··· Dataset content

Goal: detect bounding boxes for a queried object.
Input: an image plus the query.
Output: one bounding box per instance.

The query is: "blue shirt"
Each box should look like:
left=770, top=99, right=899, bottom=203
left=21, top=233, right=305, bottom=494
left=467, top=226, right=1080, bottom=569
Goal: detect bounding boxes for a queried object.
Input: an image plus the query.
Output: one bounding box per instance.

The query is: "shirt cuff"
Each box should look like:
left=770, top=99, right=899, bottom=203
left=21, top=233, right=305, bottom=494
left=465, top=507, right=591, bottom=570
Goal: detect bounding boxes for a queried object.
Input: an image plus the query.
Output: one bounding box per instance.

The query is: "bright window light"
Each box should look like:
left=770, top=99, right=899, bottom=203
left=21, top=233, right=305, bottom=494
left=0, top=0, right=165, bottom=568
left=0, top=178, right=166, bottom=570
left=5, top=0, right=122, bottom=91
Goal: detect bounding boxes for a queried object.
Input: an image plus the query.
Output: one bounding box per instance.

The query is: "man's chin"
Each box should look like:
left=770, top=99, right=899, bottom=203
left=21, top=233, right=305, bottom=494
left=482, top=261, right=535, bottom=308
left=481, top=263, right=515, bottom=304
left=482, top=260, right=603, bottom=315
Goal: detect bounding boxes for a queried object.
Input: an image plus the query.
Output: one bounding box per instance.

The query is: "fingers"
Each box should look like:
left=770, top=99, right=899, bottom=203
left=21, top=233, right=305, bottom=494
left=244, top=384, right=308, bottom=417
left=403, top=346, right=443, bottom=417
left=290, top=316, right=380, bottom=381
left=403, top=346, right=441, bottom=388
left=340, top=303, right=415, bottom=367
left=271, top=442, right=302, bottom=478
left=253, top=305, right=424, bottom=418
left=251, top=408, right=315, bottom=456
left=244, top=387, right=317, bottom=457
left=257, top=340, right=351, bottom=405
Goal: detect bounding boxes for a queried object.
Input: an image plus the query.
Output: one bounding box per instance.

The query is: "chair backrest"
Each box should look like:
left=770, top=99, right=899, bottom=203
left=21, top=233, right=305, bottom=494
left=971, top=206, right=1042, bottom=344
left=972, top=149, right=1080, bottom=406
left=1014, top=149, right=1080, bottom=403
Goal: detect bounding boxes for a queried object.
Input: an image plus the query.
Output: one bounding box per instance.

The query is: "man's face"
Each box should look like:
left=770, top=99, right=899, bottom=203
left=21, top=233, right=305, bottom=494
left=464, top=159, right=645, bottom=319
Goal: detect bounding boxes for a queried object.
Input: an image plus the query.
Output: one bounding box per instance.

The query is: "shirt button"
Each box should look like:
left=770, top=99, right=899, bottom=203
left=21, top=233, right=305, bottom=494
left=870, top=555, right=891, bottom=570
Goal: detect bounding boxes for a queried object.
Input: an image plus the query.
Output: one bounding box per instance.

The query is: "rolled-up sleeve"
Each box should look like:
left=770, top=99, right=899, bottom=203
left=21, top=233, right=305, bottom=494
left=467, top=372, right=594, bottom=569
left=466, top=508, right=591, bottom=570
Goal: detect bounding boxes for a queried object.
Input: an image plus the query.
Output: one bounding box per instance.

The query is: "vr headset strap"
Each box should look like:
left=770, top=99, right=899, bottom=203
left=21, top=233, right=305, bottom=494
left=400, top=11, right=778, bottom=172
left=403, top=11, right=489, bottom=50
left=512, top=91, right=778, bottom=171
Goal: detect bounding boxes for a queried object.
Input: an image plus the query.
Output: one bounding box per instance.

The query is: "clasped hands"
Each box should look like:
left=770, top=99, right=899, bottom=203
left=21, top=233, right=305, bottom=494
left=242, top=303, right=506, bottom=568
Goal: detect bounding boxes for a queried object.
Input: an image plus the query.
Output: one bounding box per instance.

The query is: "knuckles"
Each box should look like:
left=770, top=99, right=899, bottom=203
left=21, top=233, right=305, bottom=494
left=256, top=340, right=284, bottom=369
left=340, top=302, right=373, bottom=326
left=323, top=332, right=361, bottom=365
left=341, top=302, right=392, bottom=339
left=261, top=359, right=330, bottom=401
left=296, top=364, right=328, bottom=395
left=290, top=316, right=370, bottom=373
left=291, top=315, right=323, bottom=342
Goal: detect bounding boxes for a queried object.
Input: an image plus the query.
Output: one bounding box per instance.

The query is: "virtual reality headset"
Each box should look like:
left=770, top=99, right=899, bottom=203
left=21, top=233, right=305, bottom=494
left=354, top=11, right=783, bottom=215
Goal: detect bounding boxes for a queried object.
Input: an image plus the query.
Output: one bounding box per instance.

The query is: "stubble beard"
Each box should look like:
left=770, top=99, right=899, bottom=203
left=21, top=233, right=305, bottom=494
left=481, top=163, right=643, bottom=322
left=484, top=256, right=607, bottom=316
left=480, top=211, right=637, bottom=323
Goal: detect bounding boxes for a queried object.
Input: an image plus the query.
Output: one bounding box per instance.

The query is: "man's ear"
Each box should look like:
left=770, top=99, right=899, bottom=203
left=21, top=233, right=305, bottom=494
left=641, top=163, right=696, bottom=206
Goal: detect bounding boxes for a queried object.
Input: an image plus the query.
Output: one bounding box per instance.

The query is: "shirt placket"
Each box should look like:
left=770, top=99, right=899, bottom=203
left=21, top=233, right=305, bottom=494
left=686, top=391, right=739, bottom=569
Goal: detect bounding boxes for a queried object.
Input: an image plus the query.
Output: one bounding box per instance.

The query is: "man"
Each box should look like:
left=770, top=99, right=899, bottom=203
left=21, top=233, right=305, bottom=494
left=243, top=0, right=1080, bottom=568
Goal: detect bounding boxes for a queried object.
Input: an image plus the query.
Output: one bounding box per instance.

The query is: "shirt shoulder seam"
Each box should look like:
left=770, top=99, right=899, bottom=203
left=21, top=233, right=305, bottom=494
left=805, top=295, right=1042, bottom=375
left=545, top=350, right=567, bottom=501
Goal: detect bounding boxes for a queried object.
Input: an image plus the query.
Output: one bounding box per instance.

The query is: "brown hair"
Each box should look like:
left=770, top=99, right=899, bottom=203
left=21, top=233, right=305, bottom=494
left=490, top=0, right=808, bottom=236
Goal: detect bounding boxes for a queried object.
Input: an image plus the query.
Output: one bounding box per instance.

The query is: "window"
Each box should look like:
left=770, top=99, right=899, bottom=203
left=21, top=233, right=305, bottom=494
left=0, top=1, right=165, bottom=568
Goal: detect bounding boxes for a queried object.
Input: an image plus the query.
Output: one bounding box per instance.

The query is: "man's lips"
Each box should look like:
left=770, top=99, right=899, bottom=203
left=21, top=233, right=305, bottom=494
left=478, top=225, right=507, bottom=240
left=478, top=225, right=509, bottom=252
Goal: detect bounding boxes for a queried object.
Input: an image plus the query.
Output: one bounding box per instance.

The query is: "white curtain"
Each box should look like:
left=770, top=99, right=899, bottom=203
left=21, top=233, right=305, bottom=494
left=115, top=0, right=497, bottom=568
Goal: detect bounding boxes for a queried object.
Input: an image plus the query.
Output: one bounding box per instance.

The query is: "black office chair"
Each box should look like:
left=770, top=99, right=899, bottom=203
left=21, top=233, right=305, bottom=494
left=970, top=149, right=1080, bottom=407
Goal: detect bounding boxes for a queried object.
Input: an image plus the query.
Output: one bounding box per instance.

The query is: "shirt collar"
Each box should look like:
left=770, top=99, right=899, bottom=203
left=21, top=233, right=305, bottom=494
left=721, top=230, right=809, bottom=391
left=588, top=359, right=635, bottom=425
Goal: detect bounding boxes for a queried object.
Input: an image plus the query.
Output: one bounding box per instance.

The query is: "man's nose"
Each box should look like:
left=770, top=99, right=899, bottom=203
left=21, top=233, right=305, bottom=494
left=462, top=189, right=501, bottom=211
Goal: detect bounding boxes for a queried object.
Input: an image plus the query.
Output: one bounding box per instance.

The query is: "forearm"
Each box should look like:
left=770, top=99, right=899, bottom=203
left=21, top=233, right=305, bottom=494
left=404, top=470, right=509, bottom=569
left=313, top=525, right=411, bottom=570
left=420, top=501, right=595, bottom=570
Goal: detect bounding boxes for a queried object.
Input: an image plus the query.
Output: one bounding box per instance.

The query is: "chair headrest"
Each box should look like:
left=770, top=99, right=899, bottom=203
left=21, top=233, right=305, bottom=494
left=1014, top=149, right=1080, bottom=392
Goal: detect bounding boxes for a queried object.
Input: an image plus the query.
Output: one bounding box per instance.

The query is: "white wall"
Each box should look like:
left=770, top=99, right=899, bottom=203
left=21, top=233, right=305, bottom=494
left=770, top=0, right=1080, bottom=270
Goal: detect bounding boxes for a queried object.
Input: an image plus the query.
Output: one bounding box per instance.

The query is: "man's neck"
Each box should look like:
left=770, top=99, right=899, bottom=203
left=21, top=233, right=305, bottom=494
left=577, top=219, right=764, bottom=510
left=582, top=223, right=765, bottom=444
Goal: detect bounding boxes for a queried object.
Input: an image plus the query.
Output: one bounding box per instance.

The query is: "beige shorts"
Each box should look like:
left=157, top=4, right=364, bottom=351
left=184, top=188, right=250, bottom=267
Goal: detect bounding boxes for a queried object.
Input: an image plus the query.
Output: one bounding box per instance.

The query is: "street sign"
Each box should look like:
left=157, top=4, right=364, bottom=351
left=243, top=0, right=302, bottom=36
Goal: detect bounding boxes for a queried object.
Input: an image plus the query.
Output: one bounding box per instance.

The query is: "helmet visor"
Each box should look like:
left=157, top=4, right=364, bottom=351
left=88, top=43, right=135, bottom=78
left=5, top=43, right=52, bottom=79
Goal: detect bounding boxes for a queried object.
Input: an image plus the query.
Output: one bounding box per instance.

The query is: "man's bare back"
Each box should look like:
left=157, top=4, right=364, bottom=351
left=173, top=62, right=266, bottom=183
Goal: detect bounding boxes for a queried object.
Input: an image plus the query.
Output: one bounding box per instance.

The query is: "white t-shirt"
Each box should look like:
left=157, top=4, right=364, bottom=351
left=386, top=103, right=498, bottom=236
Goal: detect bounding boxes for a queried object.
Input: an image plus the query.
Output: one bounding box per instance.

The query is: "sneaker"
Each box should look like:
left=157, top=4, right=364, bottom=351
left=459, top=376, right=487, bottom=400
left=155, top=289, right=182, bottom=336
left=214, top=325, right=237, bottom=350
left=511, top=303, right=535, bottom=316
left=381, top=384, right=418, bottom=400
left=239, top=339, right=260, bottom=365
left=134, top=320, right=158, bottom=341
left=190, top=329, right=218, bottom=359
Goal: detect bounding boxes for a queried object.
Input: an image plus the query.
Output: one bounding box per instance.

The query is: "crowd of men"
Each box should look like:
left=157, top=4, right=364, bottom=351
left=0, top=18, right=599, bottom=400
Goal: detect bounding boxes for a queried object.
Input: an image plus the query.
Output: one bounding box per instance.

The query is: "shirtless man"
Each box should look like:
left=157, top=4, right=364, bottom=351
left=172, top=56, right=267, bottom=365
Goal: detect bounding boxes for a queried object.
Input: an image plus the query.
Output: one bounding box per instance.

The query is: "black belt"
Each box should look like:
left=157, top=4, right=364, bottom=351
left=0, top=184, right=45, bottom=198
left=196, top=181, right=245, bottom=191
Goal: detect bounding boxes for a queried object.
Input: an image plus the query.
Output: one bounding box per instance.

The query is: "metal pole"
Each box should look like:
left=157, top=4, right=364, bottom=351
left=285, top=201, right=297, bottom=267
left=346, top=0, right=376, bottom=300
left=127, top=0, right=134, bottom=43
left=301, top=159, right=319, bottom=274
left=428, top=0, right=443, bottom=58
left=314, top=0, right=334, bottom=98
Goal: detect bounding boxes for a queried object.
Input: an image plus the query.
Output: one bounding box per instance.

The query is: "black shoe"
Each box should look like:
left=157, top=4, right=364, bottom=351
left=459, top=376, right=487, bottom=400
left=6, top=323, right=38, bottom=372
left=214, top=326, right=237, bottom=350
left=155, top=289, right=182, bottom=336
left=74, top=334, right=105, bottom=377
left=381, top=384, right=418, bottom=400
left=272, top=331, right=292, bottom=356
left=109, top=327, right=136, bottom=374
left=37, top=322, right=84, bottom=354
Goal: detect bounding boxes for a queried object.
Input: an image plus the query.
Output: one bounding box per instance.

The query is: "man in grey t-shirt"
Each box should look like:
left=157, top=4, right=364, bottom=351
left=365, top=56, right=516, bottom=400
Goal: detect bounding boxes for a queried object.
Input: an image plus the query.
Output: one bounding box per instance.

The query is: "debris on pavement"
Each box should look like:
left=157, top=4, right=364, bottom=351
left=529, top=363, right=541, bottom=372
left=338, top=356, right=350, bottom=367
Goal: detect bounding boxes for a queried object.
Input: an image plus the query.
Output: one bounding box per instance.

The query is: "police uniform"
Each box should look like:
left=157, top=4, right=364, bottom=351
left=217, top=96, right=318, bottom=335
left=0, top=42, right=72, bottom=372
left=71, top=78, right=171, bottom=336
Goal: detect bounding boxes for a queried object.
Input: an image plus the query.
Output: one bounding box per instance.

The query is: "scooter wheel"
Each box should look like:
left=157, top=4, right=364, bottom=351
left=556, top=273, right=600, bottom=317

······

## Directions for this task
Report the number of lines in the material above holding the word "chair", without anything else.

## Expected answer
3